> **PASSAGE TO READ**:
-=-=-

When you spread the primer or paint on the wall, the first thing that happens is that the water evaporates. As that happens, the spherical blobs of plastic find themselves surrounded by the coalescing agent at an ever increasing concentration. The coalescing solvent gets absorbed into the plastic blobs making them very soft and sticky. The same forces of surface tension and capillary pressure that cause tiny droplets of water to coalesce into large rain drops in clouds then take over and cause each soft sticky resin to stick to and pull on each of it's neighbors. As that "coalescence" or "film formation" occurs, all those plastic resins coalesce to form a continuous film of soft sticky plastic over the substrate, typically with coloured pigments suspended inside the film very much like raisins in raisin bread. Over the next several days, the coalecing solvent evaporates, filling the room with that "freshly painted" smell, and the plastic film hardens up and loses it's stickiness.

It was these plastic/water interfaces that reflected and refracted incident light to give the latex primer or paint both opacity and a white discolouration in the first place. That is, the latex primer or latex paint was
opaque in the can because the plastic resins reflected and refracted light just like the water droplets in clouds make clouds opaque. Also, the latex primer or paint was "whiter" in the can than the dried paint on the wall for the same reason that clouds and snow banks or the head on a beer are all white in colour even though nothing inside any of these things is actually white in colour. It's the reflected and refracted light of all frequencies coming from everywhere in the wet primer or paint that your eye sees as the colour "white". As the plastic/water interfaces disappear when the latex primer or paint forms a film, the paint or primer darkens somewhat as that artificial white discolouration disappears. That is, latex paints darken as they dry for exactly the same reason that snow loses it's white colour as it melts to form water. Similarily, latex paints and primers lose some of their opacity or hiding ability as they dry for the same reason that snow is opaque but water is transparent. The ice/air interfaces that reflected and refracted light to give the snow it's white colour and opacity disappear resulting in both the white colour and the opacity disappearing, leaving a transparent film.

(Real primers and paints don't dry transparent because they have other pigments in them that make them both white and opaque, but that's another matter. What we're explaining here is why latex primers and paints darken and lose some of their hide as they dry to form a solid film.)


----------



## Nestor_Kelebay (Jun 17, 2008)

PS2: For anyone that's even more interested...

You can use the behaviour of light to understand how wet T-shirt contests work, too...

The reason why wet cotton is more transparent than dry cotton is because the refractive index of cellulose (which is what cotton is) is 1.55

This is closer to the refractive index of water (1.33) than it is to the refractive index of air (1.00).

Consequently, light traveling from water into cellulose reflects and refracts less than light traveling from air into cellulose.

-=-=-

> **ENTRIES SHOWN**:

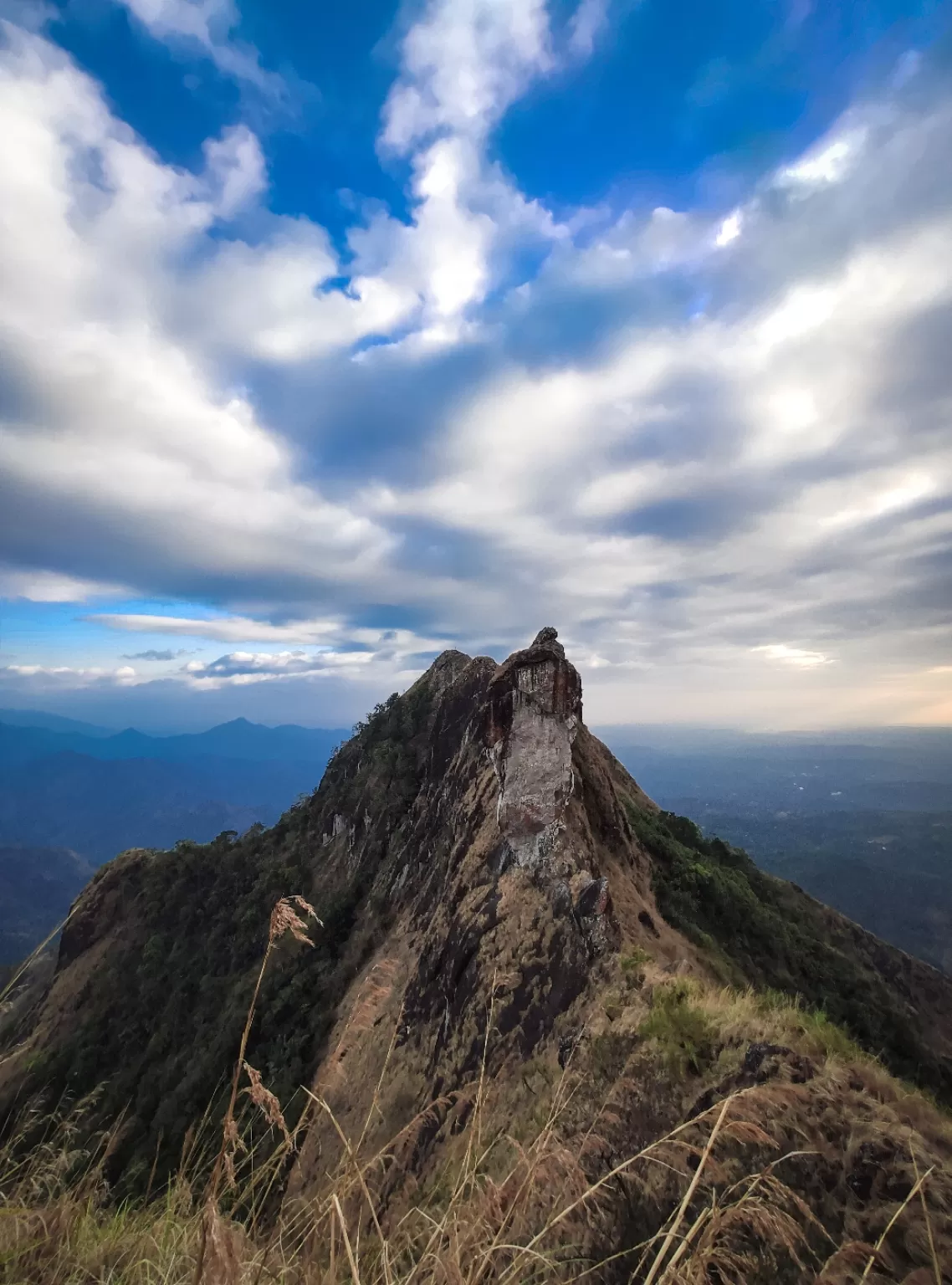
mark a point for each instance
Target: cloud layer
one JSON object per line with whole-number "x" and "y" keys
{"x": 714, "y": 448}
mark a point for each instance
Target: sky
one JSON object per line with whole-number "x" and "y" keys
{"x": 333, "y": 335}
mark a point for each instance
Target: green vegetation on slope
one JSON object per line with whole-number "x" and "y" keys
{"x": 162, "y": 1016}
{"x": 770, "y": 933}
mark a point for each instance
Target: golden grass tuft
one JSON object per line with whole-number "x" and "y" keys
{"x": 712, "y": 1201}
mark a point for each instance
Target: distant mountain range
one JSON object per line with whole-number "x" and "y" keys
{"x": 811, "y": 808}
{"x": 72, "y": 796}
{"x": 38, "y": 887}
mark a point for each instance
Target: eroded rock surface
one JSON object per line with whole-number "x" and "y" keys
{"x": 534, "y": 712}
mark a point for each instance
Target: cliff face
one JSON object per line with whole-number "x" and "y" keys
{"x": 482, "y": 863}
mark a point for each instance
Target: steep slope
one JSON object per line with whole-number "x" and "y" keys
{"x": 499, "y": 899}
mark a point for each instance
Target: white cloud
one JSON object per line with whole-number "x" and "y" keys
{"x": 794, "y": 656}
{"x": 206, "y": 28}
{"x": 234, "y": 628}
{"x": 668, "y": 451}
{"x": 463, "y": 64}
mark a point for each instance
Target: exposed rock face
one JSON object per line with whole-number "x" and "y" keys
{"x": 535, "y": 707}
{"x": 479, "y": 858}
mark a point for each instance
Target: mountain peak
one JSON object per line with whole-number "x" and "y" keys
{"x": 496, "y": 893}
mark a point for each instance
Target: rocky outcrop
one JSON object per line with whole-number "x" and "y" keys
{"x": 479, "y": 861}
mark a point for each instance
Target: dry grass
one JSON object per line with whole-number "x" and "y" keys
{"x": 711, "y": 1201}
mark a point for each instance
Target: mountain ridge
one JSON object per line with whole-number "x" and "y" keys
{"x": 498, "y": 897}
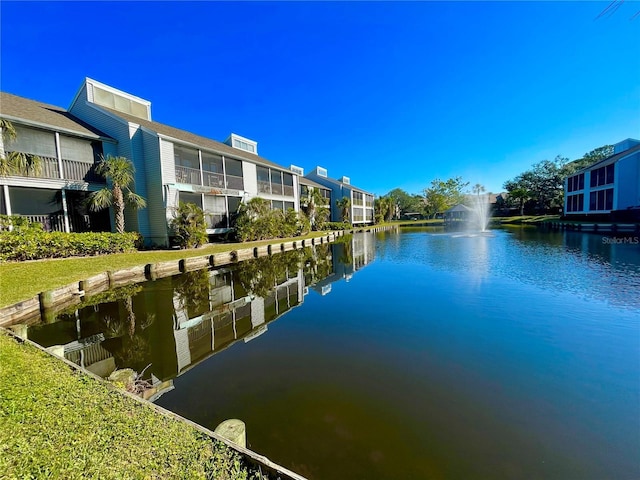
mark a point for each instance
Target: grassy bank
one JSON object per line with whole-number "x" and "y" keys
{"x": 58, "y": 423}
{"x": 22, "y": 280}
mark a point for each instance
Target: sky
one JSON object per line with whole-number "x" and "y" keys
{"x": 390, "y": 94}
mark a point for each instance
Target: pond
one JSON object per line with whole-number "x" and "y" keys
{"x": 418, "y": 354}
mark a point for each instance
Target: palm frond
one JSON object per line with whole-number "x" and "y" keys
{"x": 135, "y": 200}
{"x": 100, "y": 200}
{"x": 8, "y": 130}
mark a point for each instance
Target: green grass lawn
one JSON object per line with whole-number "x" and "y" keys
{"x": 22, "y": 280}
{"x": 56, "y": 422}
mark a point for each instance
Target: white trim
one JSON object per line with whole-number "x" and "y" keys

-=-=-

> **WRITTEN PROBLEM A**: Based on the latex paint text, is each statement true? (i) The coalescing solvent evaporates over several days. (ii) Latex paints get lighter as they dry. (iii) Cellulose has a refractive index of 1.33.
> **WRITTEN PROBLEM B**: In the latex paint text, what are the colored pigments suspended inside the film compared to?
> **WRITTEN PROBLEM C**: Echo everything from "## Nestor_Kelebay (Jun" down to "contests work, too..." in the latex paint text.
Rely on the latex paint text alone.

> **OUTPUT A**:
(i) Yes: "Over the next several days, the coalecing solvent evaporates"
(ii) No: "latex paints darken as they dry"
(iii) No: "the refractive index of cellulose (which is what cotton is) is 1.55"

> **OUTPUT B**: Raisins in raisin bread.

> **OUTPUT C**:
## Nestor_Kelebay (Jun 17, 2008)

PS2: For anyone that's even more interested...

You can use the behaviour of light to understand how wet T-shirt contests work, too...